WHAT YOU HAVE TO DO
Put every line of the listing into a Markdown table with a column named "No." for the row number and a column named "Text" for the line, leaving out any blank lines.

[Dataset records]
-=-=-
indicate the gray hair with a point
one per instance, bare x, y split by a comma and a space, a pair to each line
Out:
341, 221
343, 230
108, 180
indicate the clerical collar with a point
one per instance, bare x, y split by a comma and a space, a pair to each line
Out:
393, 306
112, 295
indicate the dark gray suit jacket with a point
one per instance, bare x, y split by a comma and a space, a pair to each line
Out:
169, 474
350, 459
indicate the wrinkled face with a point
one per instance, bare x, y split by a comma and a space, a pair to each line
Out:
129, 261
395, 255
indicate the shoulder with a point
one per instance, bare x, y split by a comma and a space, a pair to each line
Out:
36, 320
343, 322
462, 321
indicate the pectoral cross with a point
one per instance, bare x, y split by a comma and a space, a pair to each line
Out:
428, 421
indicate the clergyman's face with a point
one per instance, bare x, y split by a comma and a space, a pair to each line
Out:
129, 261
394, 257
-=-=-
TASK OUTPUT
| No. | Text |
|---|---|
| 1 | indicate the gray hair with a point |
| 2 | one per instance, bare x, y split by a comma and a space, a pair to each line |
| 3 | Out: |
| 4 | 341, 221 |
| 5 | 343, 230 |
| 6 | 108, 180 |
| 7 | indicate the clerical collar with a point |
| 8 | one per instance, bare x, y split by a comma and a space, a pair to each line |
| 9 | Out: |
| 10 | 393, 306 |
| 11 | 112, 295 |
| 12 | indicate the dark gray suit jacket with a point |
| 13 | one per instance, bare x, y split by a comma and a space, a pair to each line |
| 14 | Out: |
| 15 | 169, 474 |
| 16 | 350, 459 |
| 17 | indicate the wrinkled face with a point |
| 18 | one per instance, bare x, y split by a comma and a space, a pair to each line |
| 19 | Out: |
| 20 | 129, 261 |
| 21 | 395, 255 |
| 22 | indicate the shoulder with a point |
| 23 | one per instance, bare x, y split by a comma and a space, a pair to each line |
| 24 | Out: |
| 25 | 36, 320 |
| 26 | 343, 322 |
| 27 | 462, 321 |
| 28 | indicate the pectoral cross with a point |
| 29 | one per instance, bare x, y split by a comma and a space, a pair to each line |
| 30 | Out: |
| 31 | 428, 421 |
| 32 | indicate the clergyman's face with a point |
| 33 | one per instance, bare x, y split by a comma and a space, a pair to each line |
| 34 | Out: |
| 35 | 129, 261 |
| 36 | 394, 257 |